### Request:
Starting at the beginning of the items and ending at the line containing "125), (179, 144)]", rewrite every line in full, offsetting each x and y coordinate by adding 58 to it. Leave the pictures out of your answer.

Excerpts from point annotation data

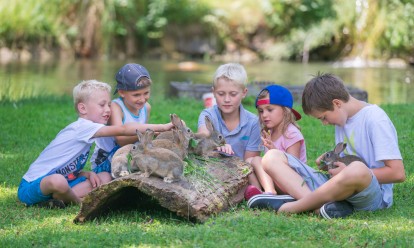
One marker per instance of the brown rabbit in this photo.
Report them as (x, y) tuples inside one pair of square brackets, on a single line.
[(119, 163), (333, 156), (205, 145), (156, 161), (178, 125), (179, 144)]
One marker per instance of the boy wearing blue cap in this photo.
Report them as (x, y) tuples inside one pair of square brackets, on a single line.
[(359, 186), (134, 89), (280, 131), (56, 177)]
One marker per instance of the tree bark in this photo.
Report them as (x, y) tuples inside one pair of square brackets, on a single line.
[(209, 187)]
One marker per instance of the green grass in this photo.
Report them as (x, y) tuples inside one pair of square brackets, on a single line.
[(28, 126)]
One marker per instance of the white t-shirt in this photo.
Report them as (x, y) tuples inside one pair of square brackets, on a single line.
[(290, 138), (371, 135), (67, 153)]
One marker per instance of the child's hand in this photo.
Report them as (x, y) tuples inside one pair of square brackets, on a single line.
[(94, 179), (335, 171), (168, 126), (226, 149), (319, 160)]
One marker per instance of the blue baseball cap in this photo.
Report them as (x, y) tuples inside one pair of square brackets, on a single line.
[(128, 76), (278, 95)]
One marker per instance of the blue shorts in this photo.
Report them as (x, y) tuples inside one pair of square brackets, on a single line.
[(369, 199), (29, 192)]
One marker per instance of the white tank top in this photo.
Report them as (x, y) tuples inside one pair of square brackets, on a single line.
[(104, 145)]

### Finished task:
One marker per instance of the brown rabbit in this photo.
Report them as (x, y) tuples inside one pair of square brackets, on a single line.
[(177, 221), (391, 214), (263, 203), (214, 219), (236, 183), (237, 202)]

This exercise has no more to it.